_EXERCISE A_
Pick out each line in the listing below that contains the string "upper" and copy those lines.

===== GIVEN TEXT =====

To understand what these companies do and what goods insurance is, we must know what the Insurance, the broader term, means.

Insurance is a form of financial shield that defends our business life from loss-incurring events such as loss by fire, theft, accident, etc. But, as true with all sorts of equipments, even this shield has some periodic maintenance costs.

Insurance-shield-protecting-business-requires-premium

If we were to take a look at a more specific definition,

Insurance is a promise of compensation for specific potential future losses in exchange for a periodic payment called premium.

~ Financial Education Booklet, Securities and Exchange Board of India (SEBI)

The entities who make this promise are called Insurance Companies or simply ‘insurer’ and the individuals / businesses to whom the promise is made are termed as the ‘insured’, who pay a periodic premium to the insurer to maintain the validity of the promise.

Since we are now familiar with the broader concept of Insurance, the meaning of Goods Insurance is almost self-explanatory. But if I were to spell it out, Goods Insurance is a form of insurance that protects our business from losses arising from any damage caused to (or loss of) goods at the warehouse or while they are in transit.

Now, imagine that in the case of theft and fire, the goods were covered by some insurance company. How would we make entries in that case?

A general approach may be as follows:

First, of course, is to record the particular loss and call your insurer / insurance company to claim the promised compensation in such an event.

===== PROVIDED DATA =====

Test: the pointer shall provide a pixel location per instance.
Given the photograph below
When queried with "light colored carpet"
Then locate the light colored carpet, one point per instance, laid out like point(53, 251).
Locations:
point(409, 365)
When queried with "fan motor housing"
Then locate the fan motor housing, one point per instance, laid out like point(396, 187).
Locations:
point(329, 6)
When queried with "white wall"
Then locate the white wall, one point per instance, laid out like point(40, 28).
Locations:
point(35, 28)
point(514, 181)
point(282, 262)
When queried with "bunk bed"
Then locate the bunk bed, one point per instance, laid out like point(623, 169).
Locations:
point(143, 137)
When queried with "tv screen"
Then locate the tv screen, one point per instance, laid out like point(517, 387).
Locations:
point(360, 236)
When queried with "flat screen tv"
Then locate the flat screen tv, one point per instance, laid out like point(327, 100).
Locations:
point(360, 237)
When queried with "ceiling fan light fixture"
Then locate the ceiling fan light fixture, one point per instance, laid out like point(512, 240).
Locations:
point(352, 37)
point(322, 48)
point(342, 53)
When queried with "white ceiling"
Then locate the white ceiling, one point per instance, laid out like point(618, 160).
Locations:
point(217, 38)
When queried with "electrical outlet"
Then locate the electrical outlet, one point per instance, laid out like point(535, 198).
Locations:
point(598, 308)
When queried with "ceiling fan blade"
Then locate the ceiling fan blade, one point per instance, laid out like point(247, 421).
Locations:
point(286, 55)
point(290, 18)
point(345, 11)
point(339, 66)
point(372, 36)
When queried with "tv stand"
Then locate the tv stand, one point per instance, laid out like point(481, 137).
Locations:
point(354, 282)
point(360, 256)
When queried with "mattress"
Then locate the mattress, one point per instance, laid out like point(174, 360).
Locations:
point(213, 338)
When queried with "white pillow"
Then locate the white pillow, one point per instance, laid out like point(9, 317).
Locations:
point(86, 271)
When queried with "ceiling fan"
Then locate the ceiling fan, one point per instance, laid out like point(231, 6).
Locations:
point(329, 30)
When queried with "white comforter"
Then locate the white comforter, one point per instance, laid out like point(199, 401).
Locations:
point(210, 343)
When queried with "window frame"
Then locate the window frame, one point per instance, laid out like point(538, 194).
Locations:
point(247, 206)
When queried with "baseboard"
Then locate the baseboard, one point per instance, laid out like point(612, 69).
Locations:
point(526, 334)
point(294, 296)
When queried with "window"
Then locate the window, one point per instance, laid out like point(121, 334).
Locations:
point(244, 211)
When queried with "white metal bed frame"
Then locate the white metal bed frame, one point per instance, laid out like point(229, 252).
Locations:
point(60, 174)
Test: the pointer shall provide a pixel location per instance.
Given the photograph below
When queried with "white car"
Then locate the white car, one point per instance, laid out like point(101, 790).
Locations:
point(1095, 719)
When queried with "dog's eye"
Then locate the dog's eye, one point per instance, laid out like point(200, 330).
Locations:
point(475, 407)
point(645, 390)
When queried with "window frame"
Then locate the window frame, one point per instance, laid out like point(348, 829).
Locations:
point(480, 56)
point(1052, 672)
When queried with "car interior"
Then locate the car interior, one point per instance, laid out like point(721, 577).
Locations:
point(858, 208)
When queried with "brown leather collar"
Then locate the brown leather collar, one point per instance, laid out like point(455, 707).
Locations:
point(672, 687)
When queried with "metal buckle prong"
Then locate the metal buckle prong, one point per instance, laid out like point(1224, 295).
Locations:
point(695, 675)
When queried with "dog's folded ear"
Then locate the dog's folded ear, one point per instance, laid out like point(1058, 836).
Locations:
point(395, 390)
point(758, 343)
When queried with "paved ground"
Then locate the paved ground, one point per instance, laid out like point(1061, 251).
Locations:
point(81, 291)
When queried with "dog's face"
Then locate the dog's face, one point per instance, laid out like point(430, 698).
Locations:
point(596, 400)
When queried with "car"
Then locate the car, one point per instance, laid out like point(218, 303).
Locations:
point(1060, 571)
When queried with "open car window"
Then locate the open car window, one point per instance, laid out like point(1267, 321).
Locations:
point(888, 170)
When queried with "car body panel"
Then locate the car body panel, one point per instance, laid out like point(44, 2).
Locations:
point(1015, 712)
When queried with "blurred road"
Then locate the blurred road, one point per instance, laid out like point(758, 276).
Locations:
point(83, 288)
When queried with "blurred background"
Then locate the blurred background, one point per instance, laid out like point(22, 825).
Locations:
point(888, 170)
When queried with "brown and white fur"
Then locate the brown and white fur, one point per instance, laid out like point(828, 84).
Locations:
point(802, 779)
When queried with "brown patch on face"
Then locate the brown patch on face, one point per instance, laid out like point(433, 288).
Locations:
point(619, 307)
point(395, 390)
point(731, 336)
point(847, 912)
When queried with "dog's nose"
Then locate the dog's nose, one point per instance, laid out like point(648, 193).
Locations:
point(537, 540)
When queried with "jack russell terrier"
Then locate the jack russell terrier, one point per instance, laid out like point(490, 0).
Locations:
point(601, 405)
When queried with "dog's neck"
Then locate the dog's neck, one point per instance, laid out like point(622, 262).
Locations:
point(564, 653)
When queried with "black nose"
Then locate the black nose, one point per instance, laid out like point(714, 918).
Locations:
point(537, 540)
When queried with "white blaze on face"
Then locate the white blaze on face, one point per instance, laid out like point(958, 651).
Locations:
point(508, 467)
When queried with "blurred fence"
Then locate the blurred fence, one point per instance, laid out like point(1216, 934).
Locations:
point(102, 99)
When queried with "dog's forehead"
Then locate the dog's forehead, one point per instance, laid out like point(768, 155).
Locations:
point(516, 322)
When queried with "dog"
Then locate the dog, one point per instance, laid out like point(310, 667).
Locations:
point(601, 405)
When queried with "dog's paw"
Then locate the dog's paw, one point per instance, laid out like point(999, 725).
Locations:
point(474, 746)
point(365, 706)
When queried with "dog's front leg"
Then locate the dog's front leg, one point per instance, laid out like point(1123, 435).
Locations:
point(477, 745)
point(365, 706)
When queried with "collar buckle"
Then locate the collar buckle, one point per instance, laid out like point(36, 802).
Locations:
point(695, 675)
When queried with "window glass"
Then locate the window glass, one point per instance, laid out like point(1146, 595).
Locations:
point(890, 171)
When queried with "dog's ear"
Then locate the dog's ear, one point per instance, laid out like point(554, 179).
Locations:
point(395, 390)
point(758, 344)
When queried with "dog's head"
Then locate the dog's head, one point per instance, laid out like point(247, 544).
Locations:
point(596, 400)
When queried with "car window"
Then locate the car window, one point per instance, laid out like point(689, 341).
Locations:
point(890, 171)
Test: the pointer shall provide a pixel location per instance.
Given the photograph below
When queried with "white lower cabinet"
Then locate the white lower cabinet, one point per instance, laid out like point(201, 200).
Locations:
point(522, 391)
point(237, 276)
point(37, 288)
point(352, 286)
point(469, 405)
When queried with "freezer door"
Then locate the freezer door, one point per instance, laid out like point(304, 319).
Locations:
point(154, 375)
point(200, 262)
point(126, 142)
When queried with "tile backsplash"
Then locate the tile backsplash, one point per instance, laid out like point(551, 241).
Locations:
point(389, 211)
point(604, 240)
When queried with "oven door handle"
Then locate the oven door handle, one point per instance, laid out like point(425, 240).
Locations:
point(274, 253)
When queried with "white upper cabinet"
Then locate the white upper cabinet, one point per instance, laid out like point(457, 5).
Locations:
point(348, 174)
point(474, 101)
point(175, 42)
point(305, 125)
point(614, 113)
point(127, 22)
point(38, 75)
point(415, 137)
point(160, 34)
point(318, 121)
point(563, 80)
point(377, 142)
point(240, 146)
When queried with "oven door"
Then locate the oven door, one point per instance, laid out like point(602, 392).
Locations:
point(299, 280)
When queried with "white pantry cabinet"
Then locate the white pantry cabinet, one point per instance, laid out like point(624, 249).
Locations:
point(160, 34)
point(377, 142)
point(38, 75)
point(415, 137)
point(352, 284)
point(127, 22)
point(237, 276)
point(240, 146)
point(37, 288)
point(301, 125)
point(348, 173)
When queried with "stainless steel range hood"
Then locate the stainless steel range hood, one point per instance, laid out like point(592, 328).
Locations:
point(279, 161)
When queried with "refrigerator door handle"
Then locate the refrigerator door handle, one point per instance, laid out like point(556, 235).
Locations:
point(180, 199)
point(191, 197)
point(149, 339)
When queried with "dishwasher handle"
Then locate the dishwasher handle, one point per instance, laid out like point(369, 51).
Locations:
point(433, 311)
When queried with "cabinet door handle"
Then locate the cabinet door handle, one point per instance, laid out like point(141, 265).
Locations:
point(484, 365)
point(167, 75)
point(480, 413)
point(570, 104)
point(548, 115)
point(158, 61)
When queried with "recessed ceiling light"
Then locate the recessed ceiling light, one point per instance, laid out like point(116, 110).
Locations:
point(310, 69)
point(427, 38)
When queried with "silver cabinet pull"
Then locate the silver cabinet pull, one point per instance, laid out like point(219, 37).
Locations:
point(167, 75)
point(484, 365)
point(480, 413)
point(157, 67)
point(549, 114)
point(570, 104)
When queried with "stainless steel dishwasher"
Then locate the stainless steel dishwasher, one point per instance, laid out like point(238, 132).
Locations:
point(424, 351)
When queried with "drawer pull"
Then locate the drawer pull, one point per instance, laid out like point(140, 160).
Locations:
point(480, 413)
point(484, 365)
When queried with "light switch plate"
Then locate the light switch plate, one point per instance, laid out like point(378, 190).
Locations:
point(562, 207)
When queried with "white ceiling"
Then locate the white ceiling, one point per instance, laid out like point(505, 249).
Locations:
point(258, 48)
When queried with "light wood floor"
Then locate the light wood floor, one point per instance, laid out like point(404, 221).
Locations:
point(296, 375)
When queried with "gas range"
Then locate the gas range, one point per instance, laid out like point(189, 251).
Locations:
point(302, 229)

=====

_EXERCISE B_
Carry on the text about goods insurance above from its final sentence.

_RIGHT ANSWER A_
When queried with "white upper cabinet"
Then locate the white upper cabinet, one point per instance, laid out like point(457, 5).

_RIGHT ANSWER B_
Then, company will send an agent to verify the extent of my loss to see if we told them the truth or we are just greedy human beings. Upon verification, the company may admit that I’ve spoken the truth, in which case, it can choose to:

(i) either cover our loss entirely (rarely happens because they are not just sitting upon huge piles of free cash) or,

(ii) cover a part say, 70% of the loss and leave us to bear the rest. (most likely, though the % figure may differ).

Lastly, there will be an entry to account for the receipt of the insurance money.

Note that there will be no separate entry for filing of an insurance claim because the lodging of claim by itself is a non-monetary transaction between the insurer and the insured and thus, a non-accounting transaction as per the Money Measurement Concept. Only after the insurer accepts x% of the claim can we attach an exact monetary value and make a journal entry, setting off the loss to the extent of the accepted claim. The legal fees paid, if any, is recorded separately and does not concern the insurer.

At least that’s how I would prefer to make entries when insurance is involved.

A different approach may be to avoid recording the loss at first and making a single compound entry after the insurer has admitted some percentage of the lodged claim.

Then, the entry for receipt of insurance money will follow.

This way, we’ll only have to make 2 entries instead of 3 in the above scenario.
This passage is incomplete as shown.